Texte source:
Alors qu'est-ce qu'on peut faire ? Je pense qu'il faut cultiver tout ce qui peut faire obstacle à toute idéologie. Parce que, par les temps qui courent, les âmes en peine en quête d'un sens à leur vie sont prêtes à se ruer vers tous ceux qui promettront de les sauver. Les chapelles et les crèmeries sont nombreuses, les nazillons et les fous de Dieu étant finalement de la même race tout en promettant de s'entre-tuer. Une idéologie, ça n'a en revanche pas peur d'être complètement con.

Enregistrements fournis:
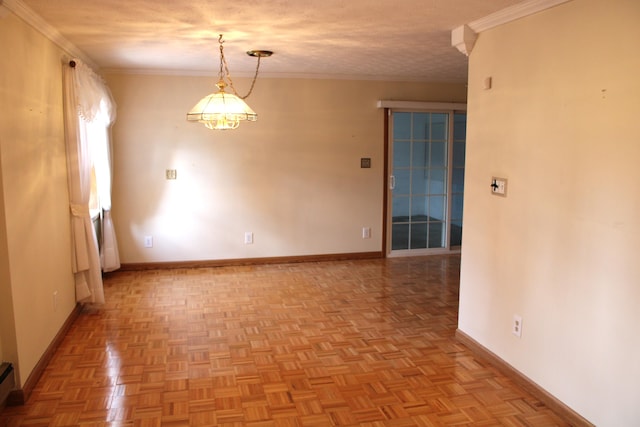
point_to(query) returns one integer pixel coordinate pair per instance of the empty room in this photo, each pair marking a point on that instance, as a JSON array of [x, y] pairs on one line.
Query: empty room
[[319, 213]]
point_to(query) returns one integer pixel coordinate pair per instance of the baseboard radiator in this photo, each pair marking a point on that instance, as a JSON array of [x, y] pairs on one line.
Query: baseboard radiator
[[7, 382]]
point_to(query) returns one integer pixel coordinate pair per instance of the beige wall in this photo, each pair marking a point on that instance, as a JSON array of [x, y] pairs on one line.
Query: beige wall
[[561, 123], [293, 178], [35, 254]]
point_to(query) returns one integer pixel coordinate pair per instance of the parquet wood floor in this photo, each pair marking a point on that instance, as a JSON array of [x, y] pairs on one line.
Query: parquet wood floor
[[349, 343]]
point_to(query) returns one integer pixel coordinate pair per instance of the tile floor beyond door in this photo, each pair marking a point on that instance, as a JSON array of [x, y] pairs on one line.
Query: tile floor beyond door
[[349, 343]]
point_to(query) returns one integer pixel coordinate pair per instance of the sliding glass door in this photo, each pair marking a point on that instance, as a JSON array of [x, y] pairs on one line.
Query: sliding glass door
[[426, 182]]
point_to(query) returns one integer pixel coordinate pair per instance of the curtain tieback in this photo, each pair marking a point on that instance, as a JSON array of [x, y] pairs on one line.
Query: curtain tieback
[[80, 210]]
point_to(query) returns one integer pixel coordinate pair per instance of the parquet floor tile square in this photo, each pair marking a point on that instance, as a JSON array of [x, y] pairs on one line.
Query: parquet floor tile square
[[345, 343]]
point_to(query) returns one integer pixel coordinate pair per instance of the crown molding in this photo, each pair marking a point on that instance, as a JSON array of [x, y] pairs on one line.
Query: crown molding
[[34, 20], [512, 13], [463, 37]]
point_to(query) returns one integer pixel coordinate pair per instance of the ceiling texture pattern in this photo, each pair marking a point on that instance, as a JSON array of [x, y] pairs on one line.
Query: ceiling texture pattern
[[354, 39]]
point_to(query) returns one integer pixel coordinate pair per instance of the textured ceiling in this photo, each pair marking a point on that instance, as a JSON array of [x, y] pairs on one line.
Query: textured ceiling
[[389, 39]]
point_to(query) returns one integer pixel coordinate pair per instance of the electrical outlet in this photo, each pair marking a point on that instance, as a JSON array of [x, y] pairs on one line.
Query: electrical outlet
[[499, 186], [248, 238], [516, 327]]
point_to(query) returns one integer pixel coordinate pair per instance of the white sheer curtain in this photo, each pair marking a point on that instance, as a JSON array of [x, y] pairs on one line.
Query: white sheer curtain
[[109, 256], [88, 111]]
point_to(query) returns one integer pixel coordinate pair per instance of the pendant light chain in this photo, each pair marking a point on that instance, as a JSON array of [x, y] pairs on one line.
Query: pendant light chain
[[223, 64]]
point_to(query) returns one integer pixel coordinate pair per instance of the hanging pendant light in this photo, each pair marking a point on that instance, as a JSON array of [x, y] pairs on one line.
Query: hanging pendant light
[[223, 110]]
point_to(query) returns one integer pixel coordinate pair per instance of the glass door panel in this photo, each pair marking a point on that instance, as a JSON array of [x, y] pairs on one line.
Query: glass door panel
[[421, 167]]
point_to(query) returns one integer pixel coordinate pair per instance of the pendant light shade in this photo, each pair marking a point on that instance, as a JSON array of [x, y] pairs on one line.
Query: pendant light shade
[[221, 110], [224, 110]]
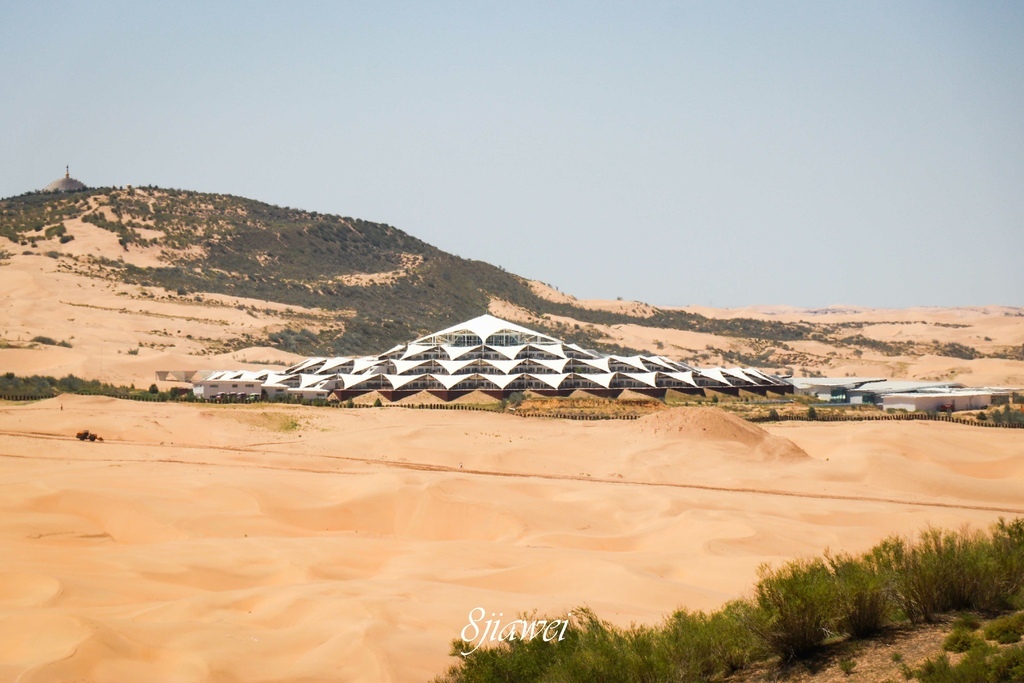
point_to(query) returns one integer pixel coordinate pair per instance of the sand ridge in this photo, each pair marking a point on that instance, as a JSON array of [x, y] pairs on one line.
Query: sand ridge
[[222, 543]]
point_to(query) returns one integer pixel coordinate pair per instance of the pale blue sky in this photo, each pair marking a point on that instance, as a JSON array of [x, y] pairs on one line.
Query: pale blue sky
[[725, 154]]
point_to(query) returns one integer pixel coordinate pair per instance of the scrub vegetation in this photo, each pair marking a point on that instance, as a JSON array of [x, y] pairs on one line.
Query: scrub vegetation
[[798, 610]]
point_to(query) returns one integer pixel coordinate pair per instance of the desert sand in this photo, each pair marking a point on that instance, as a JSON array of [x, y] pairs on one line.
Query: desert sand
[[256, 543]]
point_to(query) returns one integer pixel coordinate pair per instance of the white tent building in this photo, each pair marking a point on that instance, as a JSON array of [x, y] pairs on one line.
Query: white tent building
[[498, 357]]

--

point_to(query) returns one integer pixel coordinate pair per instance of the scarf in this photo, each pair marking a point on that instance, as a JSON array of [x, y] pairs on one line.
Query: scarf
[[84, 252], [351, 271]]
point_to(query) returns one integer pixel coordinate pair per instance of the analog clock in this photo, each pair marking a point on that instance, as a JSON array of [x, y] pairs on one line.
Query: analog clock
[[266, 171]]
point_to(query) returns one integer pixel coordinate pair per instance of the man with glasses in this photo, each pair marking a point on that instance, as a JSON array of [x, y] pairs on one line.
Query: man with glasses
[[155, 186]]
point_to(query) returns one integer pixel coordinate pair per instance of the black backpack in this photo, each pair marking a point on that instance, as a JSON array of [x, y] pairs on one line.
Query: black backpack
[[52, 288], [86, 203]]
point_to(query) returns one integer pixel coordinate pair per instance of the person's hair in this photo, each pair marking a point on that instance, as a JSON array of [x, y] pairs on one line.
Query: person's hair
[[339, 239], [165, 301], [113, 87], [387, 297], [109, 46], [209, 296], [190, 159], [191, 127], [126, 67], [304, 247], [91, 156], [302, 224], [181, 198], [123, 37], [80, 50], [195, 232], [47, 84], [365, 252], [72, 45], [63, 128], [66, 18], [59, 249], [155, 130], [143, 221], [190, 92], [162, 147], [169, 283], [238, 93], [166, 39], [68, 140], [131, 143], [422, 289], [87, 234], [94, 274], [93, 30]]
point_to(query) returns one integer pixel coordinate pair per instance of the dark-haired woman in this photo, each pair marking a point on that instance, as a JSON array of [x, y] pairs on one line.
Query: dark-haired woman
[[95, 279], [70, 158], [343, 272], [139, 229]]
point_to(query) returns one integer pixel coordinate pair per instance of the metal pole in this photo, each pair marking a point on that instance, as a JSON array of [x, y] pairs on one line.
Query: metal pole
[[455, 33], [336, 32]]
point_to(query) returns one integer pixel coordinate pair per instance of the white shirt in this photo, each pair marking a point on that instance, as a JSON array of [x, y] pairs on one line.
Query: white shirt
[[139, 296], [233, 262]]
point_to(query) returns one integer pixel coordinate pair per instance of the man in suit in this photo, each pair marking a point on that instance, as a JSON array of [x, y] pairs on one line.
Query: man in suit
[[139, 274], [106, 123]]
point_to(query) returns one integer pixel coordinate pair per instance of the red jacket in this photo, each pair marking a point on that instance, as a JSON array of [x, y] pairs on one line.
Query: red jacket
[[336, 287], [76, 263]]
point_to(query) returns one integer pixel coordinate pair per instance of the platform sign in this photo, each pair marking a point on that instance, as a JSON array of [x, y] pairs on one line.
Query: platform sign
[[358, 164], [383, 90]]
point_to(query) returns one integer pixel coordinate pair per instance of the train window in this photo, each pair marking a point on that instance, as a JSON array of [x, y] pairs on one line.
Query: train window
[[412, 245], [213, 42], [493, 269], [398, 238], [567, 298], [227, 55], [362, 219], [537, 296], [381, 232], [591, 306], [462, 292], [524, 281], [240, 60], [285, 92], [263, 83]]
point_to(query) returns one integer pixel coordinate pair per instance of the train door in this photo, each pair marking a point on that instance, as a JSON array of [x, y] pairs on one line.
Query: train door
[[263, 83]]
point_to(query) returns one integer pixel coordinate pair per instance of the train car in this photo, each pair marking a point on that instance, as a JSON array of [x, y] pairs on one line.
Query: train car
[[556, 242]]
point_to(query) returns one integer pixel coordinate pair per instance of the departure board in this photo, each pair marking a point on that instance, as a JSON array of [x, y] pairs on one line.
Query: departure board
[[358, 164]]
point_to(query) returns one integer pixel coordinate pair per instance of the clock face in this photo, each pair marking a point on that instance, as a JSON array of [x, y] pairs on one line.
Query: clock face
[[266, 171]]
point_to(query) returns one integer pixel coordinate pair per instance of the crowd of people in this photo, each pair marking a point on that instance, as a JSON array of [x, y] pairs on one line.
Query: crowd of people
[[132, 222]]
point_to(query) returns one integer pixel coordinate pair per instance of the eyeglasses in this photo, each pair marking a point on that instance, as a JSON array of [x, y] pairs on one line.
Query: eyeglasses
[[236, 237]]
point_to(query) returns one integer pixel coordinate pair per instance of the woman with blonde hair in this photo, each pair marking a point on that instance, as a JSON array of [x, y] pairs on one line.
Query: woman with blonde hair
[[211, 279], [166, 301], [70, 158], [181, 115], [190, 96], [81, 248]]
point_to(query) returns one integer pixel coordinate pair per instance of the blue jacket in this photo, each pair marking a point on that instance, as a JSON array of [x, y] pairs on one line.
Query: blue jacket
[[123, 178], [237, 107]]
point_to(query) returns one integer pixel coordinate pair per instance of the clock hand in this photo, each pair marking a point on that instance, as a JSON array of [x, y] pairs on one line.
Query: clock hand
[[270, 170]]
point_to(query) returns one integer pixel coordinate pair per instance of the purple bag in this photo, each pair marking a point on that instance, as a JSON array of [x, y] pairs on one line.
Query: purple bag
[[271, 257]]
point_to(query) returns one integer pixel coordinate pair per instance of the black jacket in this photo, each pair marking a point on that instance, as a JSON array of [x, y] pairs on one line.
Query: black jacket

Consignes:
a) Recopiez le passage du texte sur l'idéologie qui va de « Alors qu'est-ce qu'on » à « d'être complètement con. ».
b) D'après le texte sur l'idéologie, que faut-il cultiver ?
c) Rédigez la suite du texte sur l'idéologie, en reprenant juste après sa dernière phrase.

Réponses par consigne:
a)
Alors qu'est-ce qu'on peut faire ? Je pense qu'il faut cultiver tout ce qui peut faire obstacle à toute idéologie. Parce que, par les temps qui courent, les âmes en peine en quête d'un sens à leur vie sont prêtes à se ruer vers tous ceux qui promettront de les sauver. Les chapelles et les crèmeries sont nombreuses, les nazillons et les fous de Dieu étant finalement de la même race tout en promettant de s'entre-tuer. Une idéologie, ça n'a en revanche pas peur d'être complètement con.

b) Tout ce qui peut faire obstacle à toute idéologie.

c)
Alors les amis, faites-moi plaisir, ruez-vous sur vos bouquins, votre rock'n'roll, confrontez les idées, faites du bruit, pensez, exultez, pesez le meilleur et le pire, métissez-vous, batardisez tout ce que vous savez, noyez-vous sans peur dans tout le bordel qui nous entoure sans chercher à y donner un sens car il n'y en a pas. C'est en croyant, et j'insiste sur le mot « croire », à quelque chose d'aussi illusoire que l'existence d'un « sens » de la vie, que notre esprit se ferme petit à petit à tout ce qui y est étranger, à tout le reste, à toute l'immensité du monde et tout ce qui l'emplit... C'est en se focalisant sur une pensée unique, quand bien même serait-elle profonde, que les incompréhensions grandissent, s'installent, se complaisent et se reproduisent, engendrant durablement une rigidité qu'on ne prête qu'aux cadavres. Il n'y a pas de résurrection.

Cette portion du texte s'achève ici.